Please rewrite the part of the records that opens with the line containing "One pin per instance of the green" and closes with the line containing "<point>633,223</point>", changing "pin" to "marker" and leaving everything else the same.

__EXTRACTED INFORMATION__.
# # # # #

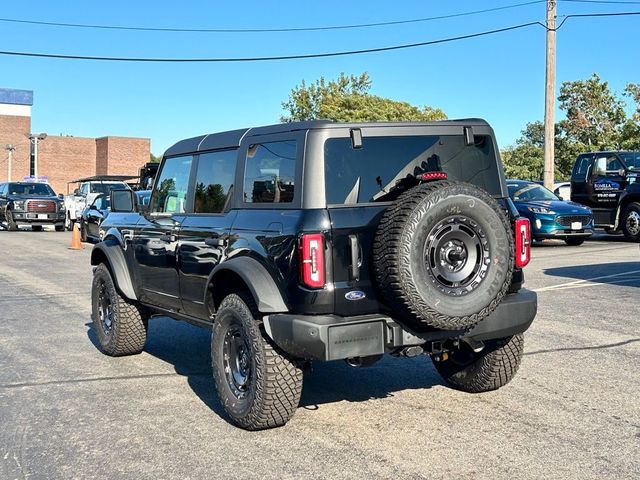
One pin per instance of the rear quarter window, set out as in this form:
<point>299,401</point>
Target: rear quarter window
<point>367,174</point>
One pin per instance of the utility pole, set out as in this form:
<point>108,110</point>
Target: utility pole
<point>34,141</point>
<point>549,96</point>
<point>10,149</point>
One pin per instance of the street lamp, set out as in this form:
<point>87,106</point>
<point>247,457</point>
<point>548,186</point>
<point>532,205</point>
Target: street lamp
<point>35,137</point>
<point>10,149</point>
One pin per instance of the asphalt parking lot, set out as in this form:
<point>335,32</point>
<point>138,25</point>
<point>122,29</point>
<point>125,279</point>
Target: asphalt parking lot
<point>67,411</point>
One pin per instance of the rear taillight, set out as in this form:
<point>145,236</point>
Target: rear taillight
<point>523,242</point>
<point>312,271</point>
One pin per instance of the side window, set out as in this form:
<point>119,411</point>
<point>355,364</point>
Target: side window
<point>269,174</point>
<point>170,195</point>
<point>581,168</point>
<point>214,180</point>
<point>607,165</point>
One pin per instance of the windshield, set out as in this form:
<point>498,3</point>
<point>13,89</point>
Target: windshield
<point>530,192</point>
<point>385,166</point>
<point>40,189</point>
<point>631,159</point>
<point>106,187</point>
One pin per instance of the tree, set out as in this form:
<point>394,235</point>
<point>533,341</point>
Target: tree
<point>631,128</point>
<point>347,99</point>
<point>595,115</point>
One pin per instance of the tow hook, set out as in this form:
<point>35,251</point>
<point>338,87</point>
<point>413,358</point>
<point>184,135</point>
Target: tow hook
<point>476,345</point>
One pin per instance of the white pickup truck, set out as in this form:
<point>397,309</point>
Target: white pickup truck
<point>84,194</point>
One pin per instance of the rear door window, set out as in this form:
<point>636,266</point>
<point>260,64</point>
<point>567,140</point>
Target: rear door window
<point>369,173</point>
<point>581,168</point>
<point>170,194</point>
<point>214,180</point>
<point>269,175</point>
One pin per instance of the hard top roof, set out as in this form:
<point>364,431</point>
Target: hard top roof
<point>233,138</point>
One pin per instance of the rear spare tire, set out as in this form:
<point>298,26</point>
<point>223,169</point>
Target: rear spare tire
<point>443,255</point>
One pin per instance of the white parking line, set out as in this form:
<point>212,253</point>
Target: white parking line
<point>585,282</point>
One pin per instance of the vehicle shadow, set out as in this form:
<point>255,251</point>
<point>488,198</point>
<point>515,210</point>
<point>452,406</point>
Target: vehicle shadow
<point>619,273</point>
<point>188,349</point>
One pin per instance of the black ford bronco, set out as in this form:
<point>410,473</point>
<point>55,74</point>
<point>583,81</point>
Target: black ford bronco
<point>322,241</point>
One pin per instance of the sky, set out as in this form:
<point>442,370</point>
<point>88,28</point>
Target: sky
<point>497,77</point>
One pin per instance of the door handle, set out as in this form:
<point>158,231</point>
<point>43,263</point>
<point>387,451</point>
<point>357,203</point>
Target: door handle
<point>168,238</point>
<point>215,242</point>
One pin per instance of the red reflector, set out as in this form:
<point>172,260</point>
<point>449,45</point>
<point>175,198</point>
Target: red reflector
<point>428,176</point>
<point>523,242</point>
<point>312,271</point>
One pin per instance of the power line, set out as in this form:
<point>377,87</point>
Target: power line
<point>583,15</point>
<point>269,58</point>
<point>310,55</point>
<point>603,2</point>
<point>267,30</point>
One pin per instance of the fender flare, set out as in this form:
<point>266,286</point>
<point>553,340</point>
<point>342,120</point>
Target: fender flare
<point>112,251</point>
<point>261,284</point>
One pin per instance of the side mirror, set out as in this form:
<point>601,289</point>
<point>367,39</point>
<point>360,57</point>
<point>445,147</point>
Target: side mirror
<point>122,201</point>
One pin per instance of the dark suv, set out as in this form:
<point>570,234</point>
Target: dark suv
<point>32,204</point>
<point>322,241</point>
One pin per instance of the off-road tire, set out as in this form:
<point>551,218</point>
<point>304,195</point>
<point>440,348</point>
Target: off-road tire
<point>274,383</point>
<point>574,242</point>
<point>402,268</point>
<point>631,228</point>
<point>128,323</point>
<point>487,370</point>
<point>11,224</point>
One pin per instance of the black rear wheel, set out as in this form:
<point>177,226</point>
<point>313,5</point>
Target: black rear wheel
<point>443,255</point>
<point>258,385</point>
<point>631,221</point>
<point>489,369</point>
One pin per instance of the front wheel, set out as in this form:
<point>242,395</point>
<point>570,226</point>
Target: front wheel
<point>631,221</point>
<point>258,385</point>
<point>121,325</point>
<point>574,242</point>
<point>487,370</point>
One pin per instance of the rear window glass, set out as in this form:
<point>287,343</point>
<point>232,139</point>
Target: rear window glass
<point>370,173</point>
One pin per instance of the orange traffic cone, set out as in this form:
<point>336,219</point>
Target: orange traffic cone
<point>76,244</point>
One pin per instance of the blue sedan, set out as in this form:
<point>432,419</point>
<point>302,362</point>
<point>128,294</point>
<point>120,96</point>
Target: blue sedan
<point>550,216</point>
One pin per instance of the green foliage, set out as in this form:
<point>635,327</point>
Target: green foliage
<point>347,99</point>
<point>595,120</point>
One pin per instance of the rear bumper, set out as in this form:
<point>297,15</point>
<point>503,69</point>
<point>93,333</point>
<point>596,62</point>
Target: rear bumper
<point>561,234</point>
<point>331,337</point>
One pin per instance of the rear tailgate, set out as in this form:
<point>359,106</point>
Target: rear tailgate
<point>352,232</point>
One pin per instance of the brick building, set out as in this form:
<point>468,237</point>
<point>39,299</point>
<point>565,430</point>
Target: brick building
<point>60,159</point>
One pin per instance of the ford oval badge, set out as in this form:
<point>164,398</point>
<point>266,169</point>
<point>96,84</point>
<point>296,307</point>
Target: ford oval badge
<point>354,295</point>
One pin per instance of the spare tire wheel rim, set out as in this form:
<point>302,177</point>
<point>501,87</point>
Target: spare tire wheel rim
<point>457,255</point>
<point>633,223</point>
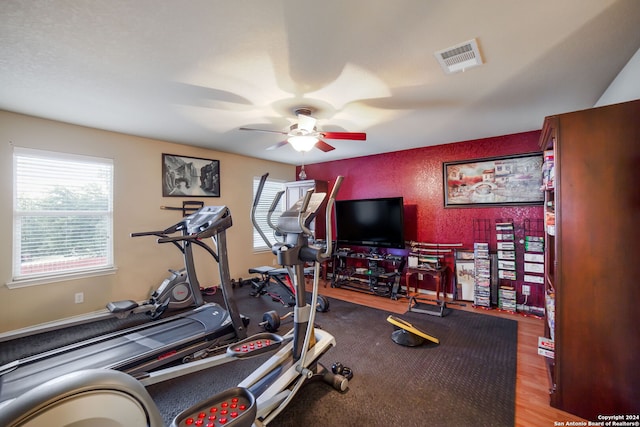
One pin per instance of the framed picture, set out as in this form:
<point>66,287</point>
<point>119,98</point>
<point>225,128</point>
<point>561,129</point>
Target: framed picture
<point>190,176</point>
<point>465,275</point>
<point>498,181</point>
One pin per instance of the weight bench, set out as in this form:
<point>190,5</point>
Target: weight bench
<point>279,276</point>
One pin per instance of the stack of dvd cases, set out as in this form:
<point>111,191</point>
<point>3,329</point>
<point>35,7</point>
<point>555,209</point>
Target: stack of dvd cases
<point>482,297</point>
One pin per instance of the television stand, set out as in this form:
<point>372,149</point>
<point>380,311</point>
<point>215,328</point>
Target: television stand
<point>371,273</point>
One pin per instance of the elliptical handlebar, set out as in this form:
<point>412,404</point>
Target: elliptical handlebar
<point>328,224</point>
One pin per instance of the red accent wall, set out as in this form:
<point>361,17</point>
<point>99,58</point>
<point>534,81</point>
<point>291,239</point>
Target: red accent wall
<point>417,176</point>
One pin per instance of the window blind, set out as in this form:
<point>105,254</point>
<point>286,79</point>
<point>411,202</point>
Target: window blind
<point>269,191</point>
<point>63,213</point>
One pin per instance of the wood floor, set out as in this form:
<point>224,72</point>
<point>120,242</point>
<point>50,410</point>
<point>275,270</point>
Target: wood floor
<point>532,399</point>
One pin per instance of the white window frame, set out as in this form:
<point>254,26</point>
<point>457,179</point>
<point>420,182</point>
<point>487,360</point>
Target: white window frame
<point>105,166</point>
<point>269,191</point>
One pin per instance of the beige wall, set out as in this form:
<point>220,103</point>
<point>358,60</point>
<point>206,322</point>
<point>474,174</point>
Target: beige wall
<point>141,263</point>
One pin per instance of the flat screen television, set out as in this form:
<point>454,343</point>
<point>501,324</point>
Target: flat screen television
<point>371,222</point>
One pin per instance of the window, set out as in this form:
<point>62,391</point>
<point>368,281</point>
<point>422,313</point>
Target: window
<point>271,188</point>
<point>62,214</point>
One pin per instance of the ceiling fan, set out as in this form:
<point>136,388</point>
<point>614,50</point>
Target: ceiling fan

# # # # #

__FINISHED EXERCISE__.
One marker per instance of the green foliage, set out as in this form:
<point>635,327</point>
Target: green foliage
<point>347,99</point>
<point>595,120</point>
One marker per instance of the rear bumper, set out as in this form:
<point>297,15</point>
<point>503,69</point>
<point>93,333</point>
<point>596,62</point>
Target: rear bumper
<point>561,234</point>
<point>331,337</point>
One marker per instance of the rear tailgate, set out as in this form:
<point>359,106</point>
Target: rear tailgate
<point>352,232</point>
One marker per instance of the brick building, set out as in this form:
<point>468,237</point>
<point>39,299</point>
<point>565,430</point>
Target: brick building
<point>60,159</point>
One marker per instance of the ford oval badge, set out as in this form:
<point>164,398</point>
<point>266,169</point>
<point>96,84</point>
<point>296,307</point>
Target: ford oval badge
<point>354,295</point>
One marker per instance of the spare tire wheel rim, set out as in this form:
<point>302,177</point>
<point>501,87</point>
Target: spare tire wheel rim
<point>457,255</point>
<point>633,223</point>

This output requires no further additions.